— Passage shown —
>>

Project Name: House of Cross

Location: Beijing, China

Design Team: Chaoffice

Total Floor Area: 334 m²

Completion: 2024

Photography: Zhu Yumeng

 

Feature:

Project - Located in Beijing's Tongzhou District, the House of Cross represents Chaoffice's response to post-pandemic lifestyle shifts, designed as a single-story residence that accommodates three generations living and working together. Facing strict building regulations—residential plots limited to single-story structures with eaves no higher than 3 meters—the design team transformed these constraints into creative opportunities.

 

The 334-square-meter residence adopts an innovative cross-shaped layout with wings extending in different directions and joining at their ends. To maintain the proportions of the central courtyard, the side wings were consolidated and pulled away from the perimeter, creating a narrow secondary courtyard at the rear. Similarly, the north-facing main hall was shifted southward, opening up a backyard. Each wing now enjoys dual-sided natural light, while the entire courtyard benefits from uninterrupted sightlines.

 

The building's structural framework ingeniously recedes toward the roof ridge, with structural elements converging at the shear wall cores to form a cross-shaped structural anchor. The house, much like a mushroom, is supported at its center while its eaves extend outward in all directions. Freeing the perimeter from structural constraints allows the façade to dissolve, merging interior and exterior spaces. The cross-shaped layout creates a view that moves from near to far—courtyard, house, courtyard again—revealing overlapping scenes of daily life.

<<

(Records from a dataset)

>>

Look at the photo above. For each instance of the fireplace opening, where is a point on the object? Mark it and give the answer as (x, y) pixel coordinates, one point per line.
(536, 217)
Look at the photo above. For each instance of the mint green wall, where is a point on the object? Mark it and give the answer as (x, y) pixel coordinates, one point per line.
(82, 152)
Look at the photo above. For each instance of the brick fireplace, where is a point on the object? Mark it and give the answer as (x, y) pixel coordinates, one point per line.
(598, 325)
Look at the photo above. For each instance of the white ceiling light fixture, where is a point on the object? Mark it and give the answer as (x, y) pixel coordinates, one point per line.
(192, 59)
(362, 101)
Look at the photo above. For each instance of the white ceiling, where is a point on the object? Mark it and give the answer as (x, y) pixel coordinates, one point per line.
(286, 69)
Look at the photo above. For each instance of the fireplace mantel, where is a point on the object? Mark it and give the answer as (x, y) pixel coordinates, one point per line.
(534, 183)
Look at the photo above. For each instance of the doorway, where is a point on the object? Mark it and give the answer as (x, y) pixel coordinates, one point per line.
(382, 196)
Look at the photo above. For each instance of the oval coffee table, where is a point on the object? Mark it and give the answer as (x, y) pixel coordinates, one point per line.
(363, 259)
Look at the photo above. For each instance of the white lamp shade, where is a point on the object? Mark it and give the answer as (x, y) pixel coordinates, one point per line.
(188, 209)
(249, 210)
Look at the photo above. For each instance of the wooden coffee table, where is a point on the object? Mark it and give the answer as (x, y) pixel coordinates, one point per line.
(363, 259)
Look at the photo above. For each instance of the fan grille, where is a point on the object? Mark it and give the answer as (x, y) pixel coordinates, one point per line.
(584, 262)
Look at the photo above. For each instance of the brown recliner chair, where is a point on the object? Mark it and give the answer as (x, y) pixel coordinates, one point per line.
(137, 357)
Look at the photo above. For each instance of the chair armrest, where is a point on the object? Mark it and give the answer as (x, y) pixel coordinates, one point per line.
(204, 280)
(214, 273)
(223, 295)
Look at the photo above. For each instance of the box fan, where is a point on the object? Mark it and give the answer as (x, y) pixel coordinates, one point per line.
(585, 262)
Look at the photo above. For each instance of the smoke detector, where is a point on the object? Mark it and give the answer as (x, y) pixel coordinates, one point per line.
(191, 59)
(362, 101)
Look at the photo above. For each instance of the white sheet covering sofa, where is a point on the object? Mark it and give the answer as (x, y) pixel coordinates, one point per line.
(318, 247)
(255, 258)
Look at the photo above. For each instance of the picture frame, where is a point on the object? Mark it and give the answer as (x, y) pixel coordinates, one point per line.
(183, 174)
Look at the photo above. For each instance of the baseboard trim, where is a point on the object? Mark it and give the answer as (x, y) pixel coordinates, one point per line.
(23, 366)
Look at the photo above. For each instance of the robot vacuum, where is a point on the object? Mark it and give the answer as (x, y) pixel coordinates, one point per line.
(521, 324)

<<

— Required action —
Continue the House of Cross project description from where it stops.

— The answer —
The connection between glass façade frames and eaves was carefully designed: the eaves beams were lowered to 2.4 meters, allowing the eaves to extend downward like the edge of a mushroom cap. This solution maintains a comfortable ceiling height while creating a sense of shelter—whether under bright sun or during heavy rain, those sitting by the window feel like small creatures nestled beneath a mushroom cap, protected and at ease.

 

The cross-configuration spatial arrangement addresses the needs of multi-generational living, with private spaces positioned at the four terminal points, providing a balance of intimacy and separation. Grandparents, parents, children, and guests each have their private spaces, while the central areas naturally become public zones where the family gathers and interacts.

 

House of Cross creates an architectural language that is both contemporary and rooted in place through the combination of materials like laminated eucalyptus plywood and bridge-cut-off aluminum alloy windows, demonstrating Chaoffice's design philosophy of addressing real-life challenges rather than pursuing abstract traditions.

 

Design Team - Chaoffice was officially established by Cheng Zhi in 2017, initially named as an observation and research institution parallel to "OEU Studio." Taking on approximately three projects annually, it has maintained the scale of a small studio, primarily led by Cheng Zhi with occasional collaboration from junior architects.

 

After obtaining his master's degree in 2008, Cheng Zhi worked at URBANUS Beijing for six years before founding "OEU Studio" with university classmates and transitioning to independent practice in 2017. Chaoffice's methodology transcends conventional architectural practice, positioning design as one facet of a multidisciplinary approach that includes research, writing, documentation, and theoretical exploration.

 

The studio's work is characterized by its response to site-specific conditions and hidden spatial orders, informed by Cheng's ongoing research projects such as "Impermanence in Various Forms"—an investigation into enduring urban elements that transform over time, echoing Aldo Rossi's theories on urban permanences. Cheng's design approach places architecture in parallel with observational research, reading, and writing, which mutually nourish each other to form a unique design perspective.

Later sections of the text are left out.